# SELECTED PASSAGE
══════

Improvements for causal workflow (#205)

This PR makes two improvements: 1. Provides an efficient implementation to find nodes on causal paths between sources and targets 2. Provides a first-party function to apply Evans' simplification rules to an ADMG
y0-causal-inference · Jan 27, 2024 · 5ca9db1 · 5ca9db1
1 parent 1674709
commit 5ca9db1
Show file tree

Hide file tree

Showing 3 changed files with 103 additions and 6 deletions.
diff --git a/src/y0/algorithm/simplify_latent.py b/src/y0/algorithm/simplify_latent.py
@@ -1,20 +1,23 @@
 # -*- coding: utf-8 -*-
 
-"""Implement Robin Evans' simplification algorithms.
+"""Implement Robin Evans' simplification algorithms from [evans2012]_ and [evans2016]_.
 
-.. seealso:: https://www.fields.utoronto.ca/programs/scientific/11-12/graphicmodels/Evans.pdf slides 34-43
+.. [evans2016] `Graphs for margins of Bayesian networks <https://arxiv.org/abs/1408.1809>`_
+.. [evans2012] `Constraints on marginalised DAGs
+      <https://www.fields.utoronto.ca/programs/scientific/11-12/graphicmodels/Evans.pdf>`_
 """

══════

Part of a data file
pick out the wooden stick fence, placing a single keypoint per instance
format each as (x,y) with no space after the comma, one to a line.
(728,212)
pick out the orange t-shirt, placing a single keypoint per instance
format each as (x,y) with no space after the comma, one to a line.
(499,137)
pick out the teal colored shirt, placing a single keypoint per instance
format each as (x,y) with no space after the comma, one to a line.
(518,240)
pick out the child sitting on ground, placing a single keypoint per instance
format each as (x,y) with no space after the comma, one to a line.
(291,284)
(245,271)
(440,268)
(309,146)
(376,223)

══════

# PROBLEM SET
(a) Decide whether each statement agrees with the commit page, answering yes or no and quoting the words that settle it: (i) the commit changes three files; (ii) the PR makes three improvements; (iii) the new docstring cites a work titled "Graphs for margins of Bayesian networks".
(b) In the listing, rewrite the lines from the one containing "pick out the child" through the end of the listing, both ends included, with "sitting on ground" replaced by "seated on the ground".

# EXPECTED OUTPUTS
(a)
(i) Yes: "Showing 3 changed files with 103 additions and 6 deletions."
(ii) No: "This PR makes two improvements"
(iii) Yes: ".. [evans2016] `Graphs for margins of Bayesian networks <https://arxiv.org/abs/1408.1809>`_"

(b)
pick out the child seated on the ground, placing a single keypoint per instance
format each as (x,y) with no space after the comma, one to a line.
(291,284)
(245,271)
(440,268)
(309,146)
(376,223)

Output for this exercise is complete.